> [Description of the task]:
Which lines in the rows below contain the word "barn"? Return each of them in full.
╭─ Entries shown
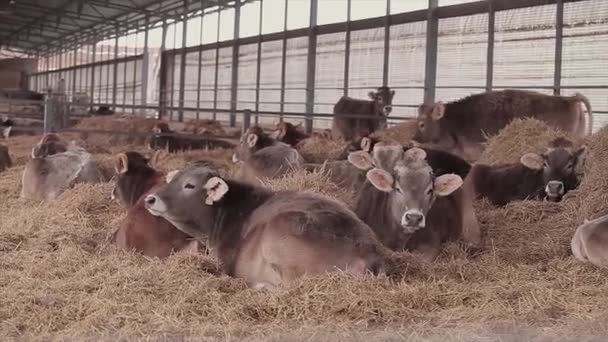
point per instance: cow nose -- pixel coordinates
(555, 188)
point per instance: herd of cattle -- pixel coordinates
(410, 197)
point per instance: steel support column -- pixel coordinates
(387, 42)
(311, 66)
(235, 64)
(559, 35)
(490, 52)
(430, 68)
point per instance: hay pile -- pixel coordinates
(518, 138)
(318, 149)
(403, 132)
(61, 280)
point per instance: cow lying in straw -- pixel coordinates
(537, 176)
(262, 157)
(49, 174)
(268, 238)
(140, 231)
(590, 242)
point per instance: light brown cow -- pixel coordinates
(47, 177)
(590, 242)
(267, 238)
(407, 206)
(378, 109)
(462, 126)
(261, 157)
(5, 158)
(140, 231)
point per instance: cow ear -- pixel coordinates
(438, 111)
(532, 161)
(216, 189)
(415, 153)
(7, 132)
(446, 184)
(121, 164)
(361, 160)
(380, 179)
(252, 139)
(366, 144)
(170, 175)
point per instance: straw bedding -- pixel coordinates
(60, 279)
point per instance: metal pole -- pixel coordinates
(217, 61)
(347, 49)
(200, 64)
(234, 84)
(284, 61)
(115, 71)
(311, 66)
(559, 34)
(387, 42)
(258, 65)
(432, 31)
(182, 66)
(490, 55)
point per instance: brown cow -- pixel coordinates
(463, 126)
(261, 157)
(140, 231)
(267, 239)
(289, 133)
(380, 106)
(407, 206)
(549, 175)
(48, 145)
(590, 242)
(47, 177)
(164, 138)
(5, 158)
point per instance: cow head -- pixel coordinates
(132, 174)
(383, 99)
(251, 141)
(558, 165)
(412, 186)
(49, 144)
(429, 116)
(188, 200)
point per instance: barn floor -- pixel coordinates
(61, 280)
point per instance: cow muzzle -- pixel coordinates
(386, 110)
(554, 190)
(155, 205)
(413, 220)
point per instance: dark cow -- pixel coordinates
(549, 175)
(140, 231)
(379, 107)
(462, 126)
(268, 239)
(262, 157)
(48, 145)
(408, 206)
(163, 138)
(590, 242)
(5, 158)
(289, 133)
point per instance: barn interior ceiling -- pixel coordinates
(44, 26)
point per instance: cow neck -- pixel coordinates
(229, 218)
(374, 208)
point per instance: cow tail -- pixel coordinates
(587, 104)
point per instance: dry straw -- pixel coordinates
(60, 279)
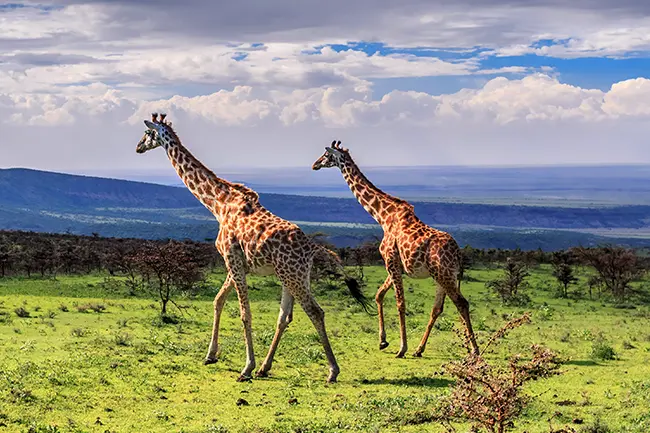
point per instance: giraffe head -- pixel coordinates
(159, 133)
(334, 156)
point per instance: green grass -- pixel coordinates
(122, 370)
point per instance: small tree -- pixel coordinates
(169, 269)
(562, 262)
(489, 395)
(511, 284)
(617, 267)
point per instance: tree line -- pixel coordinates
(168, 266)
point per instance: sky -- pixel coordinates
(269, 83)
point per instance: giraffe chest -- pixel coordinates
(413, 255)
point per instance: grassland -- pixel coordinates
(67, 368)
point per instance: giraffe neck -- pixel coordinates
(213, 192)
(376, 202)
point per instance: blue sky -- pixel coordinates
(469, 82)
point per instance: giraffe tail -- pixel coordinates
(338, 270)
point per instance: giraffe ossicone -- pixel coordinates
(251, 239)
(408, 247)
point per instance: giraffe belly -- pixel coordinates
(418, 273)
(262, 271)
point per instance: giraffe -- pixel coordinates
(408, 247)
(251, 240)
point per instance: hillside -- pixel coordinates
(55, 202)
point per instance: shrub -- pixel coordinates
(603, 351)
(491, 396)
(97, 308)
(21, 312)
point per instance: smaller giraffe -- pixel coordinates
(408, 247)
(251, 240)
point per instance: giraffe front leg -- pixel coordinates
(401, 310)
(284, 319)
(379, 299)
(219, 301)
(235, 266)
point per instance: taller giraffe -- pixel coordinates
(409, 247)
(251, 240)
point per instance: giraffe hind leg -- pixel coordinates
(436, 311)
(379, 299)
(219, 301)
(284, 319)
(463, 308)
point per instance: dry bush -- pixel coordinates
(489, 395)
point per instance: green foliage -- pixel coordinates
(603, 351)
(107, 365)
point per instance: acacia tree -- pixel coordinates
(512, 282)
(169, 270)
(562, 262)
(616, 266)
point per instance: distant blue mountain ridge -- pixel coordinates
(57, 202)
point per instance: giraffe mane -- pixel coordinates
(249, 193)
╰─
╭─ Entries shown
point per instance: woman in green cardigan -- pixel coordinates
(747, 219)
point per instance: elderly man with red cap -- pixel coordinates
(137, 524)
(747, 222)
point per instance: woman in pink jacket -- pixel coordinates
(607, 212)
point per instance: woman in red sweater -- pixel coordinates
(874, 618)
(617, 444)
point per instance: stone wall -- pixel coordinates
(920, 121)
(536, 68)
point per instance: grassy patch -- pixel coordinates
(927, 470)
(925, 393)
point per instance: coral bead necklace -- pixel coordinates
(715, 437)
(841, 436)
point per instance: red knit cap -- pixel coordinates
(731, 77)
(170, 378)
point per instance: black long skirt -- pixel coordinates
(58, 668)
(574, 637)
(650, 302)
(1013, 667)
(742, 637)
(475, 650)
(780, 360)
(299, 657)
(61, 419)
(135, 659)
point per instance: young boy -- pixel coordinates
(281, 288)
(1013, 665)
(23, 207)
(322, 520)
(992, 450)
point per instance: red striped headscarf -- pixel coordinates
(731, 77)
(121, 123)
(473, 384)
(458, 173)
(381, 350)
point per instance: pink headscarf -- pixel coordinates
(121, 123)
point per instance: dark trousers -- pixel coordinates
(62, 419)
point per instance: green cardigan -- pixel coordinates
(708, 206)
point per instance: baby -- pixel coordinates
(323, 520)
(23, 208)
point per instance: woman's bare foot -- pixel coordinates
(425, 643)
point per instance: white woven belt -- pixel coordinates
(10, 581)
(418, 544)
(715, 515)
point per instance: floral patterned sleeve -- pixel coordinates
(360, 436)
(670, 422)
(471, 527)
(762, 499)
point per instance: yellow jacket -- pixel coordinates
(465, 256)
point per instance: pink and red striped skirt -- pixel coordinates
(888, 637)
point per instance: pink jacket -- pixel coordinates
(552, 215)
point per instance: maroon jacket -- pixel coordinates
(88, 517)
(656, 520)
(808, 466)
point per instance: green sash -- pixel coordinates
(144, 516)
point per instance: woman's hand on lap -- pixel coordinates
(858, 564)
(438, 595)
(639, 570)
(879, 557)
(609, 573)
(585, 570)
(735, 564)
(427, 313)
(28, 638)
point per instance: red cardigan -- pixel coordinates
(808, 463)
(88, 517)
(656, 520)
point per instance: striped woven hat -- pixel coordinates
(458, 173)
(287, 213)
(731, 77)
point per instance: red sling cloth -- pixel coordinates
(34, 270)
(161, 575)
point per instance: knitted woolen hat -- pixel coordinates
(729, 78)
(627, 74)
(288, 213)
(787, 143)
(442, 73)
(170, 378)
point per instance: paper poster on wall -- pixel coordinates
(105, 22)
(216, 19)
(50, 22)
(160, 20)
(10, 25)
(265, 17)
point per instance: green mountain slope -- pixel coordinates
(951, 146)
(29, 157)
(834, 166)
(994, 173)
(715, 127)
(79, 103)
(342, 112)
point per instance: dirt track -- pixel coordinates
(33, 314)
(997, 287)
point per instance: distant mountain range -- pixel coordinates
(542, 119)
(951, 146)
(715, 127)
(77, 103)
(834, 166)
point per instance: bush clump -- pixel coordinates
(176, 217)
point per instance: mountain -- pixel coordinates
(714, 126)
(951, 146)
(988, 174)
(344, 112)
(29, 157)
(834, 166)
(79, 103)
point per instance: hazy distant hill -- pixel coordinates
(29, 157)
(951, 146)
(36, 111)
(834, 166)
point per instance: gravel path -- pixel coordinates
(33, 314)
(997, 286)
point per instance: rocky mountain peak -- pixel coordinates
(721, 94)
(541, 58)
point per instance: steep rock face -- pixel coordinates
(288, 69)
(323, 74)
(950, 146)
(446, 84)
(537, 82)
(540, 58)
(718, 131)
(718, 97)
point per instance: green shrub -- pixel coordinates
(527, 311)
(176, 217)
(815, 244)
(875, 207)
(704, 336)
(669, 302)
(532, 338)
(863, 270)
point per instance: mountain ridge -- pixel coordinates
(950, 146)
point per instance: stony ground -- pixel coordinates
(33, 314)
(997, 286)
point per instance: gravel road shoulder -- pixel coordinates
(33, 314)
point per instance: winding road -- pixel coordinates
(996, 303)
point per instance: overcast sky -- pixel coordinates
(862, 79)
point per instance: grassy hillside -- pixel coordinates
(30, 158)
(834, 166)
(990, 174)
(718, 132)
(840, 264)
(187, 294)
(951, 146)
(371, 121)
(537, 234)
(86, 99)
╰─
> [Result of the task]:
point per instance: barn floor -- pixel coordinates
point per instance: barn interior ceiling -- pixel coordinates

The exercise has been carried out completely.